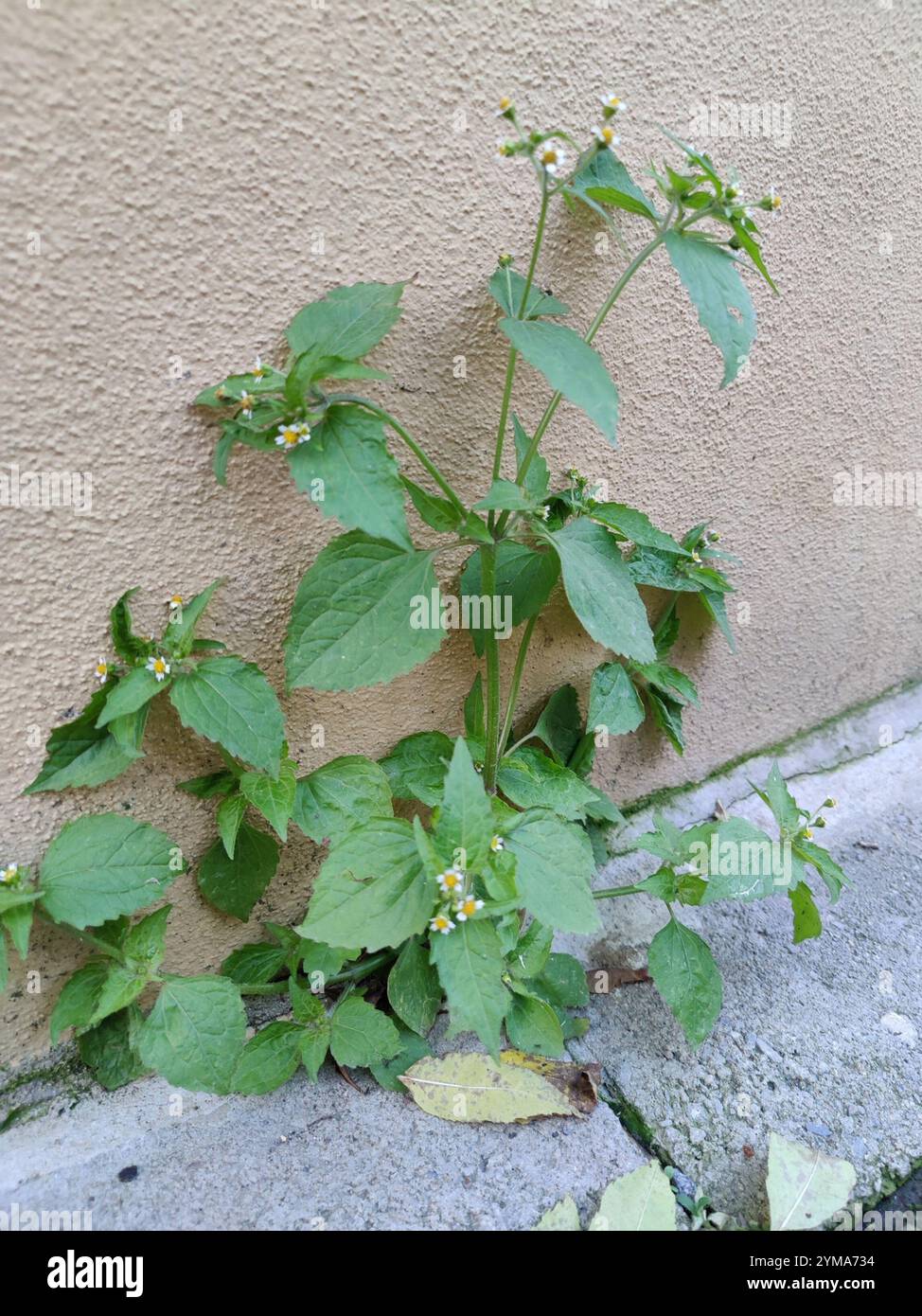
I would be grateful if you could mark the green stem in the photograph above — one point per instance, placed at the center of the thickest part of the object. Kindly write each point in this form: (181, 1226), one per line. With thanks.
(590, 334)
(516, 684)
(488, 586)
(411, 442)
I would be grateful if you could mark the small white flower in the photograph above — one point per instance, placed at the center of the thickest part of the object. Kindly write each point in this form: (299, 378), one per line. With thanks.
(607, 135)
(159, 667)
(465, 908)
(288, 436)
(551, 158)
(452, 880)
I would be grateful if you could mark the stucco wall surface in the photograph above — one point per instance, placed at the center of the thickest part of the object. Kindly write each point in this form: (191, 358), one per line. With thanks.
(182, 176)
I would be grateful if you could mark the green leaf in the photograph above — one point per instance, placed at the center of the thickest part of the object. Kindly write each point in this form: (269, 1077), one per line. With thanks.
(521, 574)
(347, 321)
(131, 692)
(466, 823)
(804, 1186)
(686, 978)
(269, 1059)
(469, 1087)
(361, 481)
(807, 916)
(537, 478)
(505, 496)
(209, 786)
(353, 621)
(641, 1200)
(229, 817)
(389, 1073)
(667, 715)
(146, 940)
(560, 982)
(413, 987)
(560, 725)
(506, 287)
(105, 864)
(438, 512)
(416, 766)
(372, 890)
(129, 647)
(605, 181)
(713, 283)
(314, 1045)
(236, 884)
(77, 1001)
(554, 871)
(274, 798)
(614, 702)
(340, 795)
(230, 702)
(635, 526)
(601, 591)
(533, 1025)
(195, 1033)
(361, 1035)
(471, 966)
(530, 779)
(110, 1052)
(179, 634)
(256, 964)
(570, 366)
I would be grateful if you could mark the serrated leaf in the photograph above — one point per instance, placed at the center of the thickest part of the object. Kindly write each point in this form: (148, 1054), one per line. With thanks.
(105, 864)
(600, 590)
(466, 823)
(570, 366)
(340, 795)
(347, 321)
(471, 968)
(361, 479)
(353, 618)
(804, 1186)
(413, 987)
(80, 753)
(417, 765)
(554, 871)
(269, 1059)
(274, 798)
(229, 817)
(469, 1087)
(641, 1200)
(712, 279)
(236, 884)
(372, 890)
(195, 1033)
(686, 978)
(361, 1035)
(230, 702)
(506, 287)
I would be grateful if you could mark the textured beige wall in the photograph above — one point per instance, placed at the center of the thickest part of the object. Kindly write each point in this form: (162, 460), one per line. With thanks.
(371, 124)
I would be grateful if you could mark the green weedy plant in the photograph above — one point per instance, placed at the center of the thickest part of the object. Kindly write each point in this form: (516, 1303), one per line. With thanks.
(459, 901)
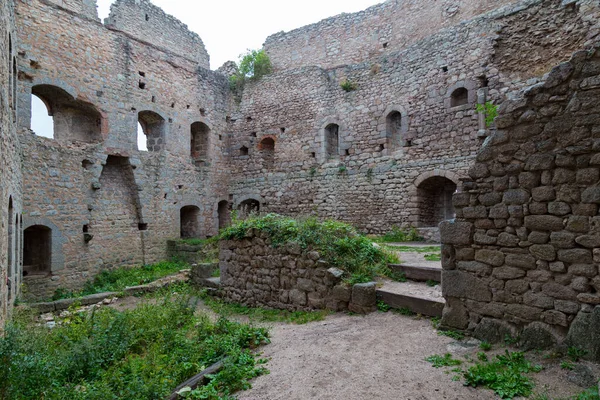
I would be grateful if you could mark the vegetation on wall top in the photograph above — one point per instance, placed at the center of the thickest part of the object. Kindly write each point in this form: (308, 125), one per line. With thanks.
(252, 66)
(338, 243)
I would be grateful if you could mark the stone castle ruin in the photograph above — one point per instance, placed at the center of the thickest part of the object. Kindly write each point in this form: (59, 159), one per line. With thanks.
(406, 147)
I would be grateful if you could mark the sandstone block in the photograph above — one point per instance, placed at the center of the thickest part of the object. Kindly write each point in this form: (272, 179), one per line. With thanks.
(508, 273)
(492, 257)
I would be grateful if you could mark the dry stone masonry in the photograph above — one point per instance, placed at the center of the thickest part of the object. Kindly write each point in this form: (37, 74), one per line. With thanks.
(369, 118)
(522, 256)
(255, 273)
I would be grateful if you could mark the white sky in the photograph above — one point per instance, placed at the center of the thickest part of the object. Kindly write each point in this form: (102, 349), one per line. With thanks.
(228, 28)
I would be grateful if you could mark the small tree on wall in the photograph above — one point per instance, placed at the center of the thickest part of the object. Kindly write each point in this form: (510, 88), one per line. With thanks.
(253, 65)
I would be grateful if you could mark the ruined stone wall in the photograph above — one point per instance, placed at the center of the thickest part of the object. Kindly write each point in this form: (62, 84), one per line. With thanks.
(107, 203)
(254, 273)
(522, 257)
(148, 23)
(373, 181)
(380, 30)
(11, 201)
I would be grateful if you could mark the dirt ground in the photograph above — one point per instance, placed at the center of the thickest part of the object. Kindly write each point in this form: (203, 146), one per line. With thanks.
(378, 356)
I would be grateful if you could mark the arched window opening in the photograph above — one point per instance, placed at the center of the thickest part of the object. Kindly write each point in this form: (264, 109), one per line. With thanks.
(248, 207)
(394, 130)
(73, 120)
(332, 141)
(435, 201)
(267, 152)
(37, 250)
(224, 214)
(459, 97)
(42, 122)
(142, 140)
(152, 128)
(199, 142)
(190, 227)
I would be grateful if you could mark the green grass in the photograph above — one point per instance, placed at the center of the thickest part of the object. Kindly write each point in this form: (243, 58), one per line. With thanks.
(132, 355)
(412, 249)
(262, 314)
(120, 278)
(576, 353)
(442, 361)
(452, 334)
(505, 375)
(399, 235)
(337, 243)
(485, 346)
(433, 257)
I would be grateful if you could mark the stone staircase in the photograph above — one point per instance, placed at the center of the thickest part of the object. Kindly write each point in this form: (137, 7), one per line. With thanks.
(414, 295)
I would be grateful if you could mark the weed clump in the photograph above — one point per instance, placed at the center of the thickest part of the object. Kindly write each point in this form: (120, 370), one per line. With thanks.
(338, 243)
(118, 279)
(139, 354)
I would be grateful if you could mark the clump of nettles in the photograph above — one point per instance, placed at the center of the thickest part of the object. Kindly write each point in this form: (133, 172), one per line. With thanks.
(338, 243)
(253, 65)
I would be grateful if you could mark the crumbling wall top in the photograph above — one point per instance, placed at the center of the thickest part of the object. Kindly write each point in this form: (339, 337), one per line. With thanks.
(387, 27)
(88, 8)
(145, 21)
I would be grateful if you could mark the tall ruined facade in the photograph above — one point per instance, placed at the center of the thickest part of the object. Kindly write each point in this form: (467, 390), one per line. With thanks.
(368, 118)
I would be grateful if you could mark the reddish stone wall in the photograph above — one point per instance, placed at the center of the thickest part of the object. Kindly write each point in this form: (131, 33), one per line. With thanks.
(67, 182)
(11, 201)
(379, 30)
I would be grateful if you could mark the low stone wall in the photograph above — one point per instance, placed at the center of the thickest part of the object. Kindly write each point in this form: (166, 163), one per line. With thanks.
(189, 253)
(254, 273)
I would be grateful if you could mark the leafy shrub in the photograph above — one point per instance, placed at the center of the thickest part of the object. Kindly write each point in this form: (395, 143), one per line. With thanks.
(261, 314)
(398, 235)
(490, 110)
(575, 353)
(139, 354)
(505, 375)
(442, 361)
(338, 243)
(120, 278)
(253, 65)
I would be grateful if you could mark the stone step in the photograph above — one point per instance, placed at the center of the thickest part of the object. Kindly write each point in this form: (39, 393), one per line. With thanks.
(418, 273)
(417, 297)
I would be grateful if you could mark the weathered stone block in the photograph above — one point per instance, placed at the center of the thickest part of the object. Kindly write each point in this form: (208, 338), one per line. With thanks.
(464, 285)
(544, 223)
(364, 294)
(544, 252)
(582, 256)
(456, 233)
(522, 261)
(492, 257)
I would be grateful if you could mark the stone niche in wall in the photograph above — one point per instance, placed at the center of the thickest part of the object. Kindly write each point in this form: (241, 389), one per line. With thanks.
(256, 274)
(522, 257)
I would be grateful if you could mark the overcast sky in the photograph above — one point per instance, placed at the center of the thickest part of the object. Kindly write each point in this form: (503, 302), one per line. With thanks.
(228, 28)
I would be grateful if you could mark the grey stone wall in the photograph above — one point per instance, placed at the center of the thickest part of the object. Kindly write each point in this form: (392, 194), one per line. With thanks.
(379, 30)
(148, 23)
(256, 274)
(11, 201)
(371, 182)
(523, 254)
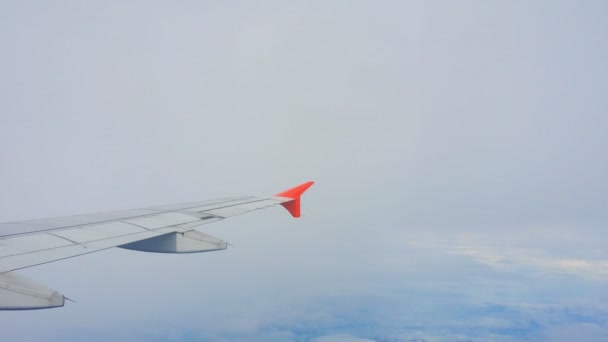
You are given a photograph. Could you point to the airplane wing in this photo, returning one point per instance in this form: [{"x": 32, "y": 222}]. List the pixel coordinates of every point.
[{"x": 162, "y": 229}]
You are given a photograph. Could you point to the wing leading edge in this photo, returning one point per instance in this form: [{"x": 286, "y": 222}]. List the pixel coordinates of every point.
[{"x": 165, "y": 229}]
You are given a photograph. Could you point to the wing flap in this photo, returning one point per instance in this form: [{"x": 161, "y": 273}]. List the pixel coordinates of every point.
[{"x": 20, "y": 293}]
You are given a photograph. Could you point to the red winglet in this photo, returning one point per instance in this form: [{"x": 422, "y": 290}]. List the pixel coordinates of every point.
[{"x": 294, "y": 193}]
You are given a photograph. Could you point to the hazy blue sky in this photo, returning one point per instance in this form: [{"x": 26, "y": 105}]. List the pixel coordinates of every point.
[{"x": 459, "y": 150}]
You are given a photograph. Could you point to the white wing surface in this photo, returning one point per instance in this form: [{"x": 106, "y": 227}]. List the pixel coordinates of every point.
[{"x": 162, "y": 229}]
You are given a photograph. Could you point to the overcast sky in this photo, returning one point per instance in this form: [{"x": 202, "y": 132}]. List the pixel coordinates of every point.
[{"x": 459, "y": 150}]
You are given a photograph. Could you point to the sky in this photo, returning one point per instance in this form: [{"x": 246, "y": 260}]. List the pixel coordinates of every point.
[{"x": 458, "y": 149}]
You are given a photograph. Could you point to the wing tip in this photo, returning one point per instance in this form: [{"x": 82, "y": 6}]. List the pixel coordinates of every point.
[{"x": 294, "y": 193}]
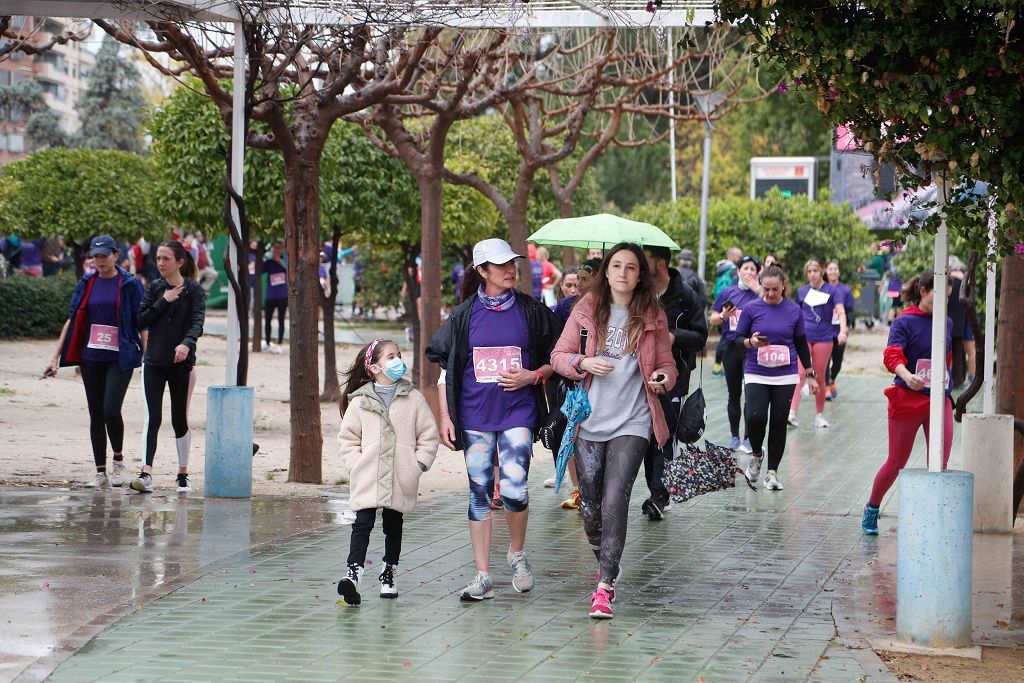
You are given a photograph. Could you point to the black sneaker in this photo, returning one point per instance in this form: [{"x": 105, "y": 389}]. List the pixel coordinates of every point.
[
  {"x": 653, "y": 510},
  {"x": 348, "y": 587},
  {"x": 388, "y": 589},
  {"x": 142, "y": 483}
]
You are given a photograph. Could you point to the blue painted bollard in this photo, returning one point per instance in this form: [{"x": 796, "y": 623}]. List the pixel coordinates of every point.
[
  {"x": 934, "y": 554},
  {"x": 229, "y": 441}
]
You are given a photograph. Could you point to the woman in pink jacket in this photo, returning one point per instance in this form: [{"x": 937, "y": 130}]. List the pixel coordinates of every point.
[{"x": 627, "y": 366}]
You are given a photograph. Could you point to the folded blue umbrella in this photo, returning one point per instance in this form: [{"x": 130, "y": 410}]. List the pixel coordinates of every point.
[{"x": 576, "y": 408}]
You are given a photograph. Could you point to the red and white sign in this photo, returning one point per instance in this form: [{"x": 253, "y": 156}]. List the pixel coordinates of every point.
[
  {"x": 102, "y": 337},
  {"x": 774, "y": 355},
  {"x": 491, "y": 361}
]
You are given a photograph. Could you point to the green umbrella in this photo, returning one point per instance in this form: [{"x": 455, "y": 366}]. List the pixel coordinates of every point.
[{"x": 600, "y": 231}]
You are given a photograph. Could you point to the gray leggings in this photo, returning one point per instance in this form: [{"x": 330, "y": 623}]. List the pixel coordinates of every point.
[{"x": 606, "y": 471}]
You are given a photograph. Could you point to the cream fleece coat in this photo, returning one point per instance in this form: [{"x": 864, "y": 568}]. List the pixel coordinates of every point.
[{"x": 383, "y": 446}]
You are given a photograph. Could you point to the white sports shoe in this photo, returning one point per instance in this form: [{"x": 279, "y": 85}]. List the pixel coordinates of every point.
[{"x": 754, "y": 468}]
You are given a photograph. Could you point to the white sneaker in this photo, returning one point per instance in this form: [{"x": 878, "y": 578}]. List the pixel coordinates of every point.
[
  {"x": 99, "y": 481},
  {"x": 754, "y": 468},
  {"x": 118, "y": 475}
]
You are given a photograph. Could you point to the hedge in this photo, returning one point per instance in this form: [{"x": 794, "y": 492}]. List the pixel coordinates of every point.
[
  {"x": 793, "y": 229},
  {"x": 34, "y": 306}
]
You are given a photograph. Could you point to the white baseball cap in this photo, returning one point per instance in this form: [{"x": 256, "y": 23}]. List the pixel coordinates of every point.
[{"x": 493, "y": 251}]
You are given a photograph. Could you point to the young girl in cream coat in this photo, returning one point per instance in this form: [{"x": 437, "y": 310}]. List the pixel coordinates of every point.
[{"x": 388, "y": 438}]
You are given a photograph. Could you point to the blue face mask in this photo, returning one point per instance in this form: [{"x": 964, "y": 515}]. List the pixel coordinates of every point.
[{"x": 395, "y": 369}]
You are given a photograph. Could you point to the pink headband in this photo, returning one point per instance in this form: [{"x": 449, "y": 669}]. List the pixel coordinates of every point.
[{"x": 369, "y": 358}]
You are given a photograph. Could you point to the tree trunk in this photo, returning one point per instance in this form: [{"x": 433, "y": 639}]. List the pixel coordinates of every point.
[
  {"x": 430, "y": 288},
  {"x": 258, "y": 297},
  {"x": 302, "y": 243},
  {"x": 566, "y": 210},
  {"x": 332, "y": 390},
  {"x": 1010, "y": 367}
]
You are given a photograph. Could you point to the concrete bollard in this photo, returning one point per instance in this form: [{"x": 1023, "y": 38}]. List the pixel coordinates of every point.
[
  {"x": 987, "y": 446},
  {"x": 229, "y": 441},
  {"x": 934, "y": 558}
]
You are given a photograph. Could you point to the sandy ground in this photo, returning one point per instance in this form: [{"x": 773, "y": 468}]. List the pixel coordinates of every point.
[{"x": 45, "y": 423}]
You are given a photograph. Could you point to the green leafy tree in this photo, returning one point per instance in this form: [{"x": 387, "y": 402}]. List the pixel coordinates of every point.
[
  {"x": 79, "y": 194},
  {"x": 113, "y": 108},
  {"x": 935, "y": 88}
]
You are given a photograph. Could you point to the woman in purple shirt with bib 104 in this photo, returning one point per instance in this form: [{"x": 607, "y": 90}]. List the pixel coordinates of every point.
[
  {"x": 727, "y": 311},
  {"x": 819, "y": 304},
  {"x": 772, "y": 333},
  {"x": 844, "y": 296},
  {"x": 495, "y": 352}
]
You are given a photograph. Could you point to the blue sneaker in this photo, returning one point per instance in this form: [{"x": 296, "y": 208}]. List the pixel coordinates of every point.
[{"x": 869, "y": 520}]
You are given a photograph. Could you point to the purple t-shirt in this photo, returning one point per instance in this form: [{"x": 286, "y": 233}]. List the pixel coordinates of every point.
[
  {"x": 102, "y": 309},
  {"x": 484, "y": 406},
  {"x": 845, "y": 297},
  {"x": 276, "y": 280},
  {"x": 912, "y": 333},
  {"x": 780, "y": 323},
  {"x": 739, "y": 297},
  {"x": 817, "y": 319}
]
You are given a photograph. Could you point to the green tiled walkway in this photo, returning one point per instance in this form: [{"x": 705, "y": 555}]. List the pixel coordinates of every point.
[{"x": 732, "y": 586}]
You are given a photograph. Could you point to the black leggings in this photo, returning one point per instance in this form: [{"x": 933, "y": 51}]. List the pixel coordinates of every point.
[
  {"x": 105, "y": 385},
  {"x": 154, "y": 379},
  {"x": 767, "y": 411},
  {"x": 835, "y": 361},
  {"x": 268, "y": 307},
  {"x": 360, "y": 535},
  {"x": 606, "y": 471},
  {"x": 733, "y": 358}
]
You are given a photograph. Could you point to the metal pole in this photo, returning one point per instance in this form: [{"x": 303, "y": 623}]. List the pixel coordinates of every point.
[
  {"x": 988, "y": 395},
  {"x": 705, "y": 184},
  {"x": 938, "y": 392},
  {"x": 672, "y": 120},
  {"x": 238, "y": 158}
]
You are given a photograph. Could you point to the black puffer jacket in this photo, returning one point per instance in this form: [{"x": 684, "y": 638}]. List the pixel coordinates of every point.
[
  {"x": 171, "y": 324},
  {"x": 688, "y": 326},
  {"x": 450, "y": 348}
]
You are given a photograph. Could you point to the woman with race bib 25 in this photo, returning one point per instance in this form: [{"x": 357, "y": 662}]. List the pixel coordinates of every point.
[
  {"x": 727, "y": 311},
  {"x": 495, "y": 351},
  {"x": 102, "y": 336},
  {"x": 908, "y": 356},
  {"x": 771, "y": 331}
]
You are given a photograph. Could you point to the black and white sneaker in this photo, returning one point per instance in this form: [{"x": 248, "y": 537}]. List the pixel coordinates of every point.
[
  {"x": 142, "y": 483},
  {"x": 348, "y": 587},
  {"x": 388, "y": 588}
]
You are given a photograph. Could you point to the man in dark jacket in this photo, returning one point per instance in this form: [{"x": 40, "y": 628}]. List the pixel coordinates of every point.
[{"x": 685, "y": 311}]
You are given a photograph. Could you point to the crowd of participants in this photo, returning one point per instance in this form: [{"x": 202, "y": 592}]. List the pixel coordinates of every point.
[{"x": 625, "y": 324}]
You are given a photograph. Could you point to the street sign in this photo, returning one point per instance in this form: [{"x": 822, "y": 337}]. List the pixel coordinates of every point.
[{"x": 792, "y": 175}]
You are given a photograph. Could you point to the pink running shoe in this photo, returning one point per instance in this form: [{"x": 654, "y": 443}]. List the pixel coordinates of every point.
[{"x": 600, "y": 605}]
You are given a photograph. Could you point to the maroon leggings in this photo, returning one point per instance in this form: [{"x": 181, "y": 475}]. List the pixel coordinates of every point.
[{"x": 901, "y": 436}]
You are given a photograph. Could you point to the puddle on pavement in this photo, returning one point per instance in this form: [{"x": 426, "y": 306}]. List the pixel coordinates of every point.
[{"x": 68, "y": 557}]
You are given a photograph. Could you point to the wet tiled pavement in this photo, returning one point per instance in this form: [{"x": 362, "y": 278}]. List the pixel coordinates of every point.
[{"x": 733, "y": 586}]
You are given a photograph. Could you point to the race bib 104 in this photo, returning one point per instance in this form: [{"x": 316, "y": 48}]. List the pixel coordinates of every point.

•••••

Task brief: Look above for the line containing "You are given a photograph. Could you point to the wet", then please write out that line and each one after it through the end, exactly, with nothing else.

Answer box:
You are given a photograph. Could you point to the wet tiled pavement in this photo, returning one point per instance in this form: [{"x": 362, "y": 278}]. List the pixel coordinates of every point.
[{"x": 733, "y": 586}]
You are given a photograph. Could you point to the race bib 104 in this photo, returning one point per instance in this form: [{"x": 316, "y": 48}]. List the pixel coordinates of every point.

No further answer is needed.